• _DO THIS_
Return the exact lines spanning from the line with "[point] every instance of the minaret" through the last line of the entries, boundaries included, and no others.
+--
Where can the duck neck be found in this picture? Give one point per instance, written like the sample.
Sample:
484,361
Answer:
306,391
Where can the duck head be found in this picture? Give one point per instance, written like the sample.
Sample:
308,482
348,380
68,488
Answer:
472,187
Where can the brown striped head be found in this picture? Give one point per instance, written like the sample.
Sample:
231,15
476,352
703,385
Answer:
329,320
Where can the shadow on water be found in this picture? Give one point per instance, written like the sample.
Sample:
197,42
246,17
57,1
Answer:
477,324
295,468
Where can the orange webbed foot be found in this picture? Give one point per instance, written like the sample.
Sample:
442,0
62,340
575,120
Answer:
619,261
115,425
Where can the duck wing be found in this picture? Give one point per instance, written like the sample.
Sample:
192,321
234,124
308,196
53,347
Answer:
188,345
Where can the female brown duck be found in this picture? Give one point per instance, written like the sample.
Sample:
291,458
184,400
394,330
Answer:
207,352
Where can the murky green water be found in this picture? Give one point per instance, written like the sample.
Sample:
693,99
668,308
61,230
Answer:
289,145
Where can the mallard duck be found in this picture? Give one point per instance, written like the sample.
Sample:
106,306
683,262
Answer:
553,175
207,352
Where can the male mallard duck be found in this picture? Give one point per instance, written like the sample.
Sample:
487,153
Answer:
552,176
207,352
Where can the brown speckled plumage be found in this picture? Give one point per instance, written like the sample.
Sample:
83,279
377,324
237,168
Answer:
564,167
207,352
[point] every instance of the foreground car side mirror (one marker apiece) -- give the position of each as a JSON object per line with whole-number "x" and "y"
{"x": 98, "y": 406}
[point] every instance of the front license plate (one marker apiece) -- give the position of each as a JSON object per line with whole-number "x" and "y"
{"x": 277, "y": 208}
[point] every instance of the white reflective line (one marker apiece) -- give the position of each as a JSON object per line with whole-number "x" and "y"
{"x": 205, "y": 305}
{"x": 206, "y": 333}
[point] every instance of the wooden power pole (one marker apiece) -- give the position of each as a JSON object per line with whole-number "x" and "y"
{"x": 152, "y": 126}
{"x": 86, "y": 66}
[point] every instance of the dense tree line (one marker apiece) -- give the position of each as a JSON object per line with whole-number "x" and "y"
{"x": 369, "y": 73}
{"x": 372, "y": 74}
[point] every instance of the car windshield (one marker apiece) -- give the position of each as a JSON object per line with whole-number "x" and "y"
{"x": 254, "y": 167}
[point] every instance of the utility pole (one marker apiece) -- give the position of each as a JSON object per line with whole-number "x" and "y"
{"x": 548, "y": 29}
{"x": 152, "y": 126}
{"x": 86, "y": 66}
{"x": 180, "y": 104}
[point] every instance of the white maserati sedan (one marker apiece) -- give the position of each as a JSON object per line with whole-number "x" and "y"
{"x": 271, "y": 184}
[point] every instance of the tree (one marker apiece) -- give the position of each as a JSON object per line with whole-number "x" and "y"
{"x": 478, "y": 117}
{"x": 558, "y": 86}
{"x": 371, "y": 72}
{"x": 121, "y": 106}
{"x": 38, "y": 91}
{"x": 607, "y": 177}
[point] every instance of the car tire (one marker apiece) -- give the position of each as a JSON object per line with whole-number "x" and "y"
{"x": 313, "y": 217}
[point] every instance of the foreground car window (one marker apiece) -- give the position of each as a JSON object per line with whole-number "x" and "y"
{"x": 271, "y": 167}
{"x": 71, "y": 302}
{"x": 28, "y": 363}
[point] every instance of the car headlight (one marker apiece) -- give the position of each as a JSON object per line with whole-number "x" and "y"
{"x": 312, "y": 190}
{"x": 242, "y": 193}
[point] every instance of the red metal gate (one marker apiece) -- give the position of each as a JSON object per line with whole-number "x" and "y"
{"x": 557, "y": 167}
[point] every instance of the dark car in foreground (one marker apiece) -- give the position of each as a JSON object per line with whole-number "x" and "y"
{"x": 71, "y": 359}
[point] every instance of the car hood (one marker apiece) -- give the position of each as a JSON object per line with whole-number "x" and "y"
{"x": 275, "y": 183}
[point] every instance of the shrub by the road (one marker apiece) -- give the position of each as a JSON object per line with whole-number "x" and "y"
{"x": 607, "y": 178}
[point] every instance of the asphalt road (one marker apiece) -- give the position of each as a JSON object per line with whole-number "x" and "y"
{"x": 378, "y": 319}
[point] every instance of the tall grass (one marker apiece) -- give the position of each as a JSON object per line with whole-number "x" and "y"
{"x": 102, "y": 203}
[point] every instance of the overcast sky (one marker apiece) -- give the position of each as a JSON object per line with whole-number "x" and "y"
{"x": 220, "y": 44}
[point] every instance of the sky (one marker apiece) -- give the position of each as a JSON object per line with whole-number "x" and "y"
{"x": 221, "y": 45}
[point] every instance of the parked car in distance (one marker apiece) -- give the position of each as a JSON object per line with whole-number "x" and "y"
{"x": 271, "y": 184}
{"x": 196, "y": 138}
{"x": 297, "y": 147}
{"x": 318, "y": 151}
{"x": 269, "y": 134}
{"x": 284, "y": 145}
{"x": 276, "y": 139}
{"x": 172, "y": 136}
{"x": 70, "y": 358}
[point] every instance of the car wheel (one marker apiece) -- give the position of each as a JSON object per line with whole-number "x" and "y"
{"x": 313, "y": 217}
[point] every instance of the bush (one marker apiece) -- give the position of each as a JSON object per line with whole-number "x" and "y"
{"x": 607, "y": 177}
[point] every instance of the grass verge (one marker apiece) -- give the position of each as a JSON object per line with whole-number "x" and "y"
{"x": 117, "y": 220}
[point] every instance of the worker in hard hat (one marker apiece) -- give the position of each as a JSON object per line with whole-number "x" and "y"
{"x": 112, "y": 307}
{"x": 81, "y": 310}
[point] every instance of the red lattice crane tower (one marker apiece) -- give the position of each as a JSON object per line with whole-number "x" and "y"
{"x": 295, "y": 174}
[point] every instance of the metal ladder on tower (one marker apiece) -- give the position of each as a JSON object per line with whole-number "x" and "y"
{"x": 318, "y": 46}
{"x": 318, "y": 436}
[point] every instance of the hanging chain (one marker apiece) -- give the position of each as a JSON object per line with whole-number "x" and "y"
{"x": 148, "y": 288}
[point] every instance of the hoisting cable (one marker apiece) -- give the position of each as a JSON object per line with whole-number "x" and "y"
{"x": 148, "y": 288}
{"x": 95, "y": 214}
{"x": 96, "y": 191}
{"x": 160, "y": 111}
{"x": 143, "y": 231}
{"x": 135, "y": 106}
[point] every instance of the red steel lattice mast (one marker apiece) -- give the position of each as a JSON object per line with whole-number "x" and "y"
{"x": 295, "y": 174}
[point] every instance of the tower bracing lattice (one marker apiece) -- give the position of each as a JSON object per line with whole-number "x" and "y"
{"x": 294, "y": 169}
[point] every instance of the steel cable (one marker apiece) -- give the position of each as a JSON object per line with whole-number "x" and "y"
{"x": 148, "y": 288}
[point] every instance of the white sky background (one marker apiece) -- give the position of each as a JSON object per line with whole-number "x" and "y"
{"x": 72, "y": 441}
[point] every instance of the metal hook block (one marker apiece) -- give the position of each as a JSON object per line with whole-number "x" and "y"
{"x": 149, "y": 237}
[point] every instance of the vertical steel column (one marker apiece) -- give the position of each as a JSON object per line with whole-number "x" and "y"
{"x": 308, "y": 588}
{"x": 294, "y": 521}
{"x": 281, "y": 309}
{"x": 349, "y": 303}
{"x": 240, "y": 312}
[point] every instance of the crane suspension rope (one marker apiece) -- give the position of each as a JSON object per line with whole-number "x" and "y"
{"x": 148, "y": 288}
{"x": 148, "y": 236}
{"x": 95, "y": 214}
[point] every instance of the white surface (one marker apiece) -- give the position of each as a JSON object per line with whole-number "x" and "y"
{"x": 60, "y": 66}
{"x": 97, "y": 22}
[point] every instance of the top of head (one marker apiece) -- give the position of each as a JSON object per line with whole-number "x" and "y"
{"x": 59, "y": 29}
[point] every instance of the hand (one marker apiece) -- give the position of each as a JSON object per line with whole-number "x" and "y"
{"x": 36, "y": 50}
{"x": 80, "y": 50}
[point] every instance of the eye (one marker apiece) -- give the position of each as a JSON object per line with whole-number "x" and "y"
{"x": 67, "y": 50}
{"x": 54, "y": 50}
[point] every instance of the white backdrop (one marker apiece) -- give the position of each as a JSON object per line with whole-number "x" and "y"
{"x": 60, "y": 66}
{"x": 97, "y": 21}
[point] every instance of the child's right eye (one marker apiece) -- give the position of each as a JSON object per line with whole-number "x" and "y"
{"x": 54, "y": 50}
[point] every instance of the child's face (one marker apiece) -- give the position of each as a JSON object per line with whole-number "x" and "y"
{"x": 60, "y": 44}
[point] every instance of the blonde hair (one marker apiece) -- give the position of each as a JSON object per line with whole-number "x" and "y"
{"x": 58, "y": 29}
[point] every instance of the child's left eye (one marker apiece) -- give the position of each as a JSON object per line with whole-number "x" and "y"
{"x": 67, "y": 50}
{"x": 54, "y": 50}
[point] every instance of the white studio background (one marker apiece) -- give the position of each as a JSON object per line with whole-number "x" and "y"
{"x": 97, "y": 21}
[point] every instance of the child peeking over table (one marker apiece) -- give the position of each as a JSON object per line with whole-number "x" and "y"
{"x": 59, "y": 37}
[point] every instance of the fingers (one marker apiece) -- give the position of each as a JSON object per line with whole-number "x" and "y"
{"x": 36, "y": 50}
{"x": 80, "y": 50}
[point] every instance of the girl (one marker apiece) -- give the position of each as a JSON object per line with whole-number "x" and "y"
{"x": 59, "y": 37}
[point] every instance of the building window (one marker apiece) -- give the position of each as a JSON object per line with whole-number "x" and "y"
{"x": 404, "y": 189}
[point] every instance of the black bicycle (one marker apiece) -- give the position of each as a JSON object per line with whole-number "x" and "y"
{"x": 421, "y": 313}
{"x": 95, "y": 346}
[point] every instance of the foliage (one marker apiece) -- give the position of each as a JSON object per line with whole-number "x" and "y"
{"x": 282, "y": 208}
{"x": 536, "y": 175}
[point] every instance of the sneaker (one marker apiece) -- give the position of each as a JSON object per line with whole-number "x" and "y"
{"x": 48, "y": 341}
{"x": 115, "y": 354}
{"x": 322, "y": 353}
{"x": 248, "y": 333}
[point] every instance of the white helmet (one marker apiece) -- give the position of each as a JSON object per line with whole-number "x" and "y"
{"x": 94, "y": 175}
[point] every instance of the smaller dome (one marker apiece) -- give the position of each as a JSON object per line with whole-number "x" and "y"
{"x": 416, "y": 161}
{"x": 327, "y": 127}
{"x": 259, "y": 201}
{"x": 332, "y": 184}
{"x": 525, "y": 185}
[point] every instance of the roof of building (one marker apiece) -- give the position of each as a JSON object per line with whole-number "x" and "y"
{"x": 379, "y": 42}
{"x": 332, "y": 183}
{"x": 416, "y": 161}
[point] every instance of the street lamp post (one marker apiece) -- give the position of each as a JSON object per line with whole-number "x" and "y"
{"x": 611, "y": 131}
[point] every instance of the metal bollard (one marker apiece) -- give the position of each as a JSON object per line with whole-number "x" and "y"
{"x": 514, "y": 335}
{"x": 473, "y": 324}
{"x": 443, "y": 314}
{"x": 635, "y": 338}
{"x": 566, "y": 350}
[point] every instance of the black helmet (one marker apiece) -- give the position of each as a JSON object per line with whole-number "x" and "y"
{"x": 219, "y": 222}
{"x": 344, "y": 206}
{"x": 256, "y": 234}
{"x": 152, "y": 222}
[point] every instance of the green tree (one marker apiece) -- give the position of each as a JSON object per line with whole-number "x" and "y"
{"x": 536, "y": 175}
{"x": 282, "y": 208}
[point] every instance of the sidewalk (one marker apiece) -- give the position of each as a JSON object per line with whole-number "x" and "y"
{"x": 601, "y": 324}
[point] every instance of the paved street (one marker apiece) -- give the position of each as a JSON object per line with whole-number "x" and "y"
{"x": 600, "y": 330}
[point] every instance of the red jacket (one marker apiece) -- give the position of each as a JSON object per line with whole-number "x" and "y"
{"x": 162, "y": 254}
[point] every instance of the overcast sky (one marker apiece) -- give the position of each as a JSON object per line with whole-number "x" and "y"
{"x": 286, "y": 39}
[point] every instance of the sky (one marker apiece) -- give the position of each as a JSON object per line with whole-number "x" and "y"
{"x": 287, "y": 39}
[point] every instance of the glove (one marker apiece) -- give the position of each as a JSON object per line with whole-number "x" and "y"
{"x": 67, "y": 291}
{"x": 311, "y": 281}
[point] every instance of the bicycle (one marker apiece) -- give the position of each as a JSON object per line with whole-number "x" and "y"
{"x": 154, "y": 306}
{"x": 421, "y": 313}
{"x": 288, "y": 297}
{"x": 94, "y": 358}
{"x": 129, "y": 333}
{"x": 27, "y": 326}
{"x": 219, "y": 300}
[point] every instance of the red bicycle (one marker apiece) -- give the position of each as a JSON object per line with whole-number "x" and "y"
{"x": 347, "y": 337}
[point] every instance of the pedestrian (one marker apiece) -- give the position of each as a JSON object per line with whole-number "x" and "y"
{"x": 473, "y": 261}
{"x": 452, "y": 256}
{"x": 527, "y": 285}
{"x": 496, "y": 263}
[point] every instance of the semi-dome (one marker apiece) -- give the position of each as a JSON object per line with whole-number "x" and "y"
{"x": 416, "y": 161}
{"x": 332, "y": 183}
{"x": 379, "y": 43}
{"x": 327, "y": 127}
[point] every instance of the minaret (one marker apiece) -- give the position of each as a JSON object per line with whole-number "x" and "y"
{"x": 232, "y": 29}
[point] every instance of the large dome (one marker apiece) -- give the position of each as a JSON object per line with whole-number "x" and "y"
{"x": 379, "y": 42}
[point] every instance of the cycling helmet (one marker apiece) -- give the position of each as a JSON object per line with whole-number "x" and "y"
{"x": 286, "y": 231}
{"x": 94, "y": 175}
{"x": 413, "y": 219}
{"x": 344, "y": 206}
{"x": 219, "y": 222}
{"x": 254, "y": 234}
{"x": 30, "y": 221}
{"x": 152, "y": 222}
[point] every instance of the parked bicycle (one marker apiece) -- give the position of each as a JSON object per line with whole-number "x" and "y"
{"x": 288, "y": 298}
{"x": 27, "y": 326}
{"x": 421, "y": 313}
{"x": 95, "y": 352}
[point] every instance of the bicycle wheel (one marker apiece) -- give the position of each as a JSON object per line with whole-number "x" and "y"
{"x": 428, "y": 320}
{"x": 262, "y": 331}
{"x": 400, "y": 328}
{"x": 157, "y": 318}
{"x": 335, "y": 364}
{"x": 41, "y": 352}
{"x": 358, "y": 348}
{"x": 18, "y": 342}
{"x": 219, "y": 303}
+--
• _RESPONSE TO THE TASK_
[point] every instance of the minaret (one marker apiece) -- give the position of each as a JSON object per line with whole-number "x" and "y"
{"x": 232, "y": 29}
[point] every instance of the large dome (one marker apiece) -- give the position of each as a JSON object per line with whole-number "x" and "y"
{"x": 379, "y": 42}
[point] every instance of the cycling helmet (one marker apiece) -- give the position of each as a JSON object per line with whole-number "x" and "y"
{"x": 286, "y": 231}
{"x": 94, "y": 175}
{"x": 413, "y": 219}
{"x": 344, "y": 206}
{"x": 219, "y": 222}
{"x": 254, "y": 234}
{"x": 30, "y": 221}
{"x": 152, "y": 222}
[point] every instance of the parked bicycle (one marker apiece) -- give the position of each as a JSON object per line with whole-number "x" and "y"
{"x": 288, "y": 298}
{"x": 27, "y": 326}
{"x": 421, "y": 313}
{"x": 95, "y": 352}
[point] every instance of the bicycle wheel (one marker apiece) -- give the position of each as a JSON object per line with whole-number "x" and "y"
{"x": 428, "y": 320}
{"x": 262, "y": 331}
{"x": 400, "y": 328}
{"x": 157, "y": 318}
{"x": 335, "y": 364}
{"x": 41, "y": 352}
{"x": 358, "y": 348}
{"x": 18, "y": 342}
{"x": 219, "y": 303}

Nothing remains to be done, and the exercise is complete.